# Dataset content:
════════════════════

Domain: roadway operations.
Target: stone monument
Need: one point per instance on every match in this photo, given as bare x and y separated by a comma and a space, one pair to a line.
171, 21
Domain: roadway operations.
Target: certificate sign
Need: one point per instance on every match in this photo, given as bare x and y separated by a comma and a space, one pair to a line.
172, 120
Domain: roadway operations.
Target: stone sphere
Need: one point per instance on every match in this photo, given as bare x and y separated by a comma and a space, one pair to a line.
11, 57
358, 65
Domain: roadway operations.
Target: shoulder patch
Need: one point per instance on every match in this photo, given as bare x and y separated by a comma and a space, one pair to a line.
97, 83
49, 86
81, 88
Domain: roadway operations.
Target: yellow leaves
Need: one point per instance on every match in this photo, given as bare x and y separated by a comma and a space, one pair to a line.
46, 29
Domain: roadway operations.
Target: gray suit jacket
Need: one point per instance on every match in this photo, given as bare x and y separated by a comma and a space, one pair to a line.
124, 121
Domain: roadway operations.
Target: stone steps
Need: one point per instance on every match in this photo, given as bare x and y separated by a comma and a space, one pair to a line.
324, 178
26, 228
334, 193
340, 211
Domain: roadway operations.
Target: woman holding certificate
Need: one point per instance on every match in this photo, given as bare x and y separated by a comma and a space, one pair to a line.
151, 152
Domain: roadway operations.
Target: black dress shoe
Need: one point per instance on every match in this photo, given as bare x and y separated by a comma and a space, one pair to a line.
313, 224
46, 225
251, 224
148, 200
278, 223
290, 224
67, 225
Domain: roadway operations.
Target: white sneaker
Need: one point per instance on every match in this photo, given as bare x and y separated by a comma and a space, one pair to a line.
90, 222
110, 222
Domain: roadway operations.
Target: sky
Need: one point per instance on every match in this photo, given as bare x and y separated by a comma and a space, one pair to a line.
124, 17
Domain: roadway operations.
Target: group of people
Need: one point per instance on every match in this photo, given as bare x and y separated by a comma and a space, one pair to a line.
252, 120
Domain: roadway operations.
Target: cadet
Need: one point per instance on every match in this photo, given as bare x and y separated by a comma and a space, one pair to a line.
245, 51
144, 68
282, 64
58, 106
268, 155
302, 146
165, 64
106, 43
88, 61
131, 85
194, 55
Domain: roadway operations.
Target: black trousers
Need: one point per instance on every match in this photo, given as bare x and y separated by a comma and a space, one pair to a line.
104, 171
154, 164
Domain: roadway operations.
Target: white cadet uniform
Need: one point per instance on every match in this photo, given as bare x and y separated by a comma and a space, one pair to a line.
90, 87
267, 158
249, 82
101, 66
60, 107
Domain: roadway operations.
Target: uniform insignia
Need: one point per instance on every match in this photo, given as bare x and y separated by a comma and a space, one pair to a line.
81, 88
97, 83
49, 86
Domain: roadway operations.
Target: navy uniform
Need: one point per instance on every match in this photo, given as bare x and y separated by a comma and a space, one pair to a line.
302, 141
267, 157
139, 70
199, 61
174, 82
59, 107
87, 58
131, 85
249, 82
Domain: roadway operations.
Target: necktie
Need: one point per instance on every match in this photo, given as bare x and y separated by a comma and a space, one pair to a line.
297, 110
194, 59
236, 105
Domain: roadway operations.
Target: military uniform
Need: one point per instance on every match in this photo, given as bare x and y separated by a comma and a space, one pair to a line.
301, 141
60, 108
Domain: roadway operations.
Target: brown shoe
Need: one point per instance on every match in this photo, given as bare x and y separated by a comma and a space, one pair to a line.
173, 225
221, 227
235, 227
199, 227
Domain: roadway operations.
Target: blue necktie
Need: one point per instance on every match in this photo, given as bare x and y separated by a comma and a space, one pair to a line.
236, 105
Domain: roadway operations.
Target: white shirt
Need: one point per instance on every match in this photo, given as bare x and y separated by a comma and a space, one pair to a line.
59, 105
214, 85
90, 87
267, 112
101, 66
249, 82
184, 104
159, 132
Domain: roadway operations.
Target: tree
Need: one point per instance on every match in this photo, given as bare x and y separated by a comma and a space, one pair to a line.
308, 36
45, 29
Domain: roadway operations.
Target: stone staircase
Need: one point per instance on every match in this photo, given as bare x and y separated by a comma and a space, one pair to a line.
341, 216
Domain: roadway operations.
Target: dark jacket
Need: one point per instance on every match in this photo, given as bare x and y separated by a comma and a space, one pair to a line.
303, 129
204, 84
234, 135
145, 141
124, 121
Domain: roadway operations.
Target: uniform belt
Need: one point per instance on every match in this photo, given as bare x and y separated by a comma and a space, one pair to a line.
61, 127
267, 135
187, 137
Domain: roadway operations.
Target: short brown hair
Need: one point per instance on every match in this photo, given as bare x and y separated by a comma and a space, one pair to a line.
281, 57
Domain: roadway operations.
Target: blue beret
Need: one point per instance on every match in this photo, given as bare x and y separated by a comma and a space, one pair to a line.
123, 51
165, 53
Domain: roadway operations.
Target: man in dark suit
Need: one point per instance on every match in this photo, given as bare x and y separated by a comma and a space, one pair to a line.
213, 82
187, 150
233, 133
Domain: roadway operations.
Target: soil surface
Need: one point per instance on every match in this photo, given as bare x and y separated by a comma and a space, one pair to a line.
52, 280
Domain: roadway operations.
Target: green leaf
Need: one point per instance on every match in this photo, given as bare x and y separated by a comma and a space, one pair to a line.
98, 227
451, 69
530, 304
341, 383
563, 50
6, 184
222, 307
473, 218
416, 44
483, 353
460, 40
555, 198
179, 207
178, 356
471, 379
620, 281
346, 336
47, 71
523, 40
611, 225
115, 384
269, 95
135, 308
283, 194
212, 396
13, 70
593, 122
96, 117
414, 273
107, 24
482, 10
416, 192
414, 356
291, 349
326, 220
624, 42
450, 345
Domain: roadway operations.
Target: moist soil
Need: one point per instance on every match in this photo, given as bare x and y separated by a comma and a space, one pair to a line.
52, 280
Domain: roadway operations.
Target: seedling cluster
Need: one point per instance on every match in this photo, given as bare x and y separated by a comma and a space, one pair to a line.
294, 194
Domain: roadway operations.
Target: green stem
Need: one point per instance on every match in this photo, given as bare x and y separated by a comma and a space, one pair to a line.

════════════════════

Reproduce exactly the entries above, limited to the lines from the one with "Target: man in dark suit" through the one with "Target: green leaf", both included.

Target: man in dark suit
Need: one point per instance on every match in this photo, given as bare x and y separated by a comma and a space, one pair to a line.
213, 82
187, 150
233, 133
Domain: roadway operations.
Target: soil surface
Need: one point per instance on every match in this photo, given as bare x and y separated by a comma and a space, one pair to a line.
52, 280
Domain: roadway operations.
Target: green leaf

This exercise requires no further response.